[Rows from a pointing dataset]
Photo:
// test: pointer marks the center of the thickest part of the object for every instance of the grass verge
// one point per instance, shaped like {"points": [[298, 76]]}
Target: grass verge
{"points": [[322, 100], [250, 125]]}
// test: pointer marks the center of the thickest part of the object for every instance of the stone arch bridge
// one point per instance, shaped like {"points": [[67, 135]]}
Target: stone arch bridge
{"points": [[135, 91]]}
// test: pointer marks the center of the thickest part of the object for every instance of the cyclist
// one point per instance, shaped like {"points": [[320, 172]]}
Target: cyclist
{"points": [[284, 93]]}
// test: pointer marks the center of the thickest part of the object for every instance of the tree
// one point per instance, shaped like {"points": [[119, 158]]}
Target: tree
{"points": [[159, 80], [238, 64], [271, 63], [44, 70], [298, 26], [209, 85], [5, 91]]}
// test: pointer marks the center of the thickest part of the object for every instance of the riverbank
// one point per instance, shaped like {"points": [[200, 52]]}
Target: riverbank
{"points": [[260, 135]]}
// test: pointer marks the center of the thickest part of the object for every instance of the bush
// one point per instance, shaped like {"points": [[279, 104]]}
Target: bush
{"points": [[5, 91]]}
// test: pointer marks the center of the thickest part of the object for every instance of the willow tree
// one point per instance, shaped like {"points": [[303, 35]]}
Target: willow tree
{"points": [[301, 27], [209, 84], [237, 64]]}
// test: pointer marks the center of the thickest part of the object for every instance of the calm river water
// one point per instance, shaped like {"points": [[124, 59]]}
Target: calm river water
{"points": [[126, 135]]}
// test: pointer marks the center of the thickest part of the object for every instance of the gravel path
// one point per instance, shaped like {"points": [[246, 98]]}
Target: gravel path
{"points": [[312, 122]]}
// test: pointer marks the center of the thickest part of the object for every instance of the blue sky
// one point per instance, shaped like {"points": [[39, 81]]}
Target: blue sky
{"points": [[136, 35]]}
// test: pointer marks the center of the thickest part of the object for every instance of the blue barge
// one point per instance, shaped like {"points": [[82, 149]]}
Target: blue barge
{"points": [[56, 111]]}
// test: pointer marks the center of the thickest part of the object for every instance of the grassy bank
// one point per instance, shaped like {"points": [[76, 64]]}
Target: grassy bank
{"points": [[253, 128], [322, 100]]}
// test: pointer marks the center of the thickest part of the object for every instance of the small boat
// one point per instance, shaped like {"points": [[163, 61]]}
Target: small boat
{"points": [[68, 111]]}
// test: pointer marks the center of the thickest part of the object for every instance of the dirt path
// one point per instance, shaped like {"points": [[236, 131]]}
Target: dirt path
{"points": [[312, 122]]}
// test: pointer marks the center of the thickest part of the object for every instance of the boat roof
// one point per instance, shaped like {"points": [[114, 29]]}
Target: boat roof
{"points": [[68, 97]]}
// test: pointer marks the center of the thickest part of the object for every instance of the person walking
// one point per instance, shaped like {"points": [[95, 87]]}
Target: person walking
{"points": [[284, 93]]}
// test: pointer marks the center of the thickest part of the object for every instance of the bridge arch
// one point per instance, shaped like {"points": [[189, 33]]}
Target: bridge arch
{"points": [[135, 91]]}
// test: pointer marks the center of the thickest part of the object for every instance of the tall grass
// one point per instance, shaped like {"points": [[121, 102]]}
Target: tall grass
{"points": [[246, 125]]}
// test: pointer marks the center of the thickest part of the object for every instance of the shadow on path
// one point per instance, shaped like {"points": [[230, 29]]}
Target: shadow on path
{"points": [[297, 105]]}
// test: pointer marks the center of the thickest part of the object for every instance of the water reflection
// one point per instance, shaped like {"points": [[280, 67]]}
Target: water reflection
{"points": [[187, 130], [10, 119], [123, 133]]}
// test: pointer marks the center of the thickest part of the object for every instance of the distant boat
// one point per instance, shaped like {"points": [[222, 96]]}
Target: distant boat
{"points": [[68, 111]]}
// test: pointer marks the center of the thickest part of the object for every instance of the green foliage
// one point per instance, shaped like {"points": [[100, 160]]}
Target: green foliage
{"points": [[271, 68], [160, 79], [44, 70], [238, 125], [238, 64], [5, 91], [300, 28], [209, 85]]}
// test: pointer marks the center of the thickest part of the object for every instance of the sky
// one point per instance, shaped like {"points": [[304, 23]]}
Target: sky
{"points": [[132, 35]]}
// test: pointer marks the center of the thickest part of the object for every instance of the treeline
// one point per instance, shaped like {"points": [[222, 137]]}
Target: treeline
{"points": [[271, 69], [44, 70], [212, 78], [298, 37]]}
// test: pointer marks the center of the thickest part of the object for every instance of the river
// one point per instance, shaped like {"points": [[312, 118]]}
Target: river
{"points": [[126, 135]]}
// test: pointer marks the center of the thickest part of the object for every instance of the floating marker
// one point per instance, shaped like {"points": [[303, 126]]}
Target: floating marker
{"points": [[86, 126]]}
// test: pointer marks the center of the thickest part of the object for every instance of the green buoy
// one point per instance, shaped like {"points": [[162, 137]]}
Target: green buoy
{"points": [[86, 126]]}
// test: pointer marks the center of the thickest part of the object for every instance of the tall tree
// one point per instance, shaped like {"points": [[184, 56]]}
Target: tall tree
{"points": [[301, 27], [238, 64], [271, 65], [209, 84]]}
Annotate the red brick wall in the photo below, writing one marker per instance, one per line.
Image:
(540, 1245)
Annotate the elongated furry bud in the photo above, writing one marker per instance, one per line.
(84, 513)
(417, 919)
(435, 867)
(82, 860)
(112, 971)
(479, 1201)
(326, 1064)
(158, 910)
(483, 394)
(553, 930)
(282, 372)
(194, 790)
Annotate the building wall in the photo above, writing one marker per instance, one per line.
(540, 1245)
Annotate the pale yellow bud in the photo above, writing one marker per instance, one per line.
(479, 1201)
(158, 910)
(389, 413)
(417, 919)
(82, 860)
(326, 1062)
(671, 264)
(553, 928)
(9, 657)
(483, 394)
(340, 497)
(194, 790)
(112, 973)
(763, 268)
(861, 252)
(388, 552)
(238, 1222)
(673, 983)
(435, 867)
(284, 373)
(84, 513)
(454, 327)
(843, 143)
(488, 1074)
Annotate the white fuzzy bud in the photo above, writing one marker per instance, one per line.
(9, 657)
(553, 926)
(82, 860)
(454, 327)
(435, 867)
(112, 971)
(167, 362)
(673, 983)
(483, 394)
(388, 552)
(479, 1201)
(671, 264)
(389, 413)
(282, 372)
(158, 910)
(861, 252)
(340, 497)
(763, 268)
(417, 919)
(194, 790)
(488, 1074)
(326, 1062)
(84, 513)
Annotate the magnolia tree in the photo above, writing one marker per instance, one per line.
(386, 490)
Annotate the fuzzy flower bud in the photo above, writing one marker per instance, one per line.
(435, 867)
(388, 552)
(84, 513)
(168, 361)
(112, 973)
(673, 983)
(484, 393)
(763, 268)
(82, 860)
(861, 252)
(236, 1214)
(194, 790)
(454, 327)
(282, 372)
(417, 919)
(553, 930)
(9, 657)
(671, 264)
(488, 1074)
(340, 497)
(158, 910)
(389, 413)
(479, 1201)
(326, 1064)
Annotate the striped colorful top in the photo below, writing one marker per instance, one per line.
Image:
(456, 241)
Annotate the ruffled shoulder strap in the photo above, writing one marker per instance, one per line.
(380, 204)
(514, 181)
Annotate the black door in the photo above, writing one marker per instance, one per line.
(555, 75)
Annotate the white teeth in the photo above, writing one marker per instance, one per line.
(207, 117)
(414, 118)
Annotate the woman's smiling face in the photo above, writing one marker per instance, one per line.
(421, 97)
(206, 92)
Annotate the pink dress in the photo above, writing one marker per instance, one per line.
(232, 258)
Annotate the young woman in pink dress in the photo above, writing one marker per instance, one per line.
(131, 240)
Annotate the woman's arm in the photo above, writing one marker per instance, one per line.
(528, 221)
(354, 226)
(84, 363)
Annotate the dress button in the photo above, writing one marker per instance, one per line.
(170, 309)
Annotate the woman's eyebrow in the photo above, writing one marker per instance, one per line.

*THE PROBLEM*.
Lay out the rows above, starting at the one containing "Annotate the dress" and ending at the last row, as a Markdown table with the columns No. and Line. Leave out any blank lines.

*WRITTEN SOLUTION*.
| No. | Line |
|---|---|
| 1 | Annotate the dress button in the photo above, writing one marker per instance, one per line. |
| 2 | (170, 309) |
| 3 | Annotate the woman's eyebrow in the photo above, writing one marker per instance, one per line. |